# Selected excerpt
══════════════════════════════
This is the sum of my life so far. From a mere earthly perspective, I'm an average - ok, physically shorter than average person who's trying to get her career going and is a Christian who's involved in her church. If one digs deeper, they realize I'm a person on the spectrum who's trying to go somewhere using another exponentially more well known spectrumite's life as a guide. 


If I was turned into a Katie-pancake today, what would remain of my life? Well, my thesis got published, so I would have made it into the PsychInfo database as first author!! :D I also am third author on my advisor and her post-doc's publication. There would be this blog that would be here on the interwebs and there would be pictures of me that my friends have and that I have on this computer. At Summitview, there would be several groups of little people that would remember me as one of their Sunday school or AWANA teachers. I think that last contribution would be something I'd look down and smile about because of my HDFS interventionist side. The fact that I got to influence the next generation as a single person is nice :)
══════════════════════════════
# Data for the task
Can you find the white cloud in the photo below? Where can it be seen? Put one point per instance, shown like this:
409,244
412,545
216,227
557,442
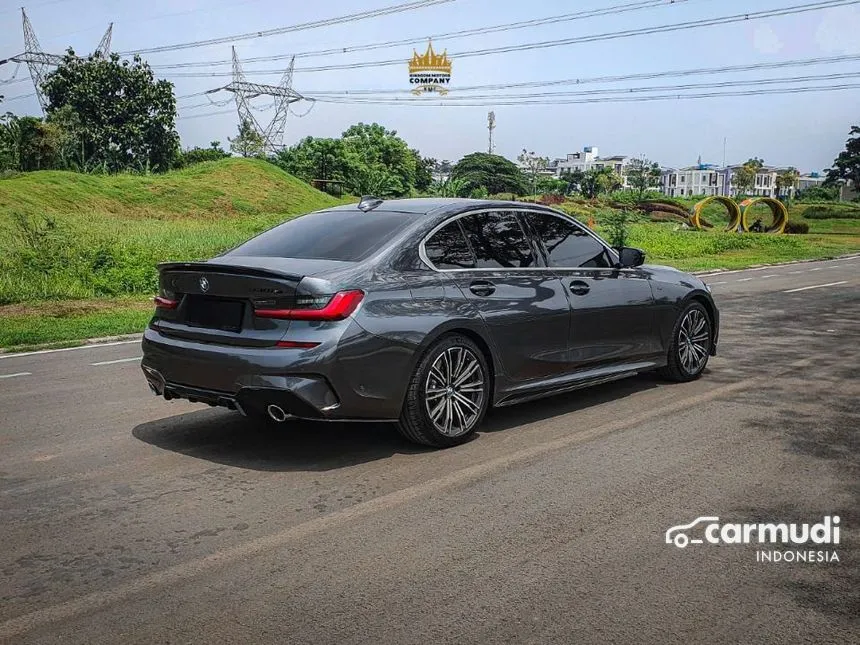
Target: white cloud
839,31
765,40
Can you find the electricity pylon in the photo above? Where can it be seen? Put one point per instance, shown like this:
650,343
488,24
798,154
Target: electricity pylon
40,62
283,94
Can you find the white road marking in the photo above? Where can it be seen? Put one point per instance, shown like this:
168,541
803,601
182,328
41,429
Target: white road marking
69,349
119,360
816,286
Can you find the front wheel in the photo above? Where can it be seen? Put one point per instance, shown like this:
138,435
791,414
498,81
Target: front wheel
692,338
448,394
══════════════════════════════
# Tasks to perform
- 1) Reproduce the life-summary passage word for word, from its first sentence through its last.
- 2) Please copy out every line of the entries verbatim, leaving out the pictures.

# Task-by-task solutions
- 1)
This is the sum of my life so far. From a mere earthly perspective, I'm an average - ok, physically shorter than average person who's trying to get her career going and is a Christian who's involved in her church. If one digs deeper, they realize I'm a person on the spectrum who's trying to go somewhere using another exponentially more well known spectrumite's life as a guide. 


If I was turned into a Katie-pancake today, what would remain of my life? Well, my thesis got published, so I would have made it into the PsychInfo database as first author!! :D I also am third author on my advisor and her post-doc's publication. There would be this blog that would be here on the interwebs and there would be pictures of me that my friends have and that I have on this computer. At Summitview, there would be several groups of little people that would remember me as one of their Sunday school or AWANA teachers. I think that last contribution would be something I'd look down and smile about because of my HDFS interventionist side. The fact that I got to influence the next generation as a single person is nice :)

- 2)
Can you find the white cloud in the photo below? Where can it be seen? Put one point per instance, shown like this:
409,244
412,545
216,227
557,442
Target: white cloud
839,31
765,40
Can you find the electricity pylon in the photo above? Where can it be seen? Put one point per instance, shown like this:
650,343
488,24
798,154
Target: electricity pylon
40,62
283,94
Can you find the white road marking in the photo above? Where can it be seen? Put one point per instance, shown like this:
168,541
803,601
182,328
41,429
Target: white road marking
69,349
119,360
816,286
Can you find the front wheel in the photo above? Where can it be seen? Put one point per instance, shown like this:
138,435
791,414
498,81
Target: front wheel
692,338
448,394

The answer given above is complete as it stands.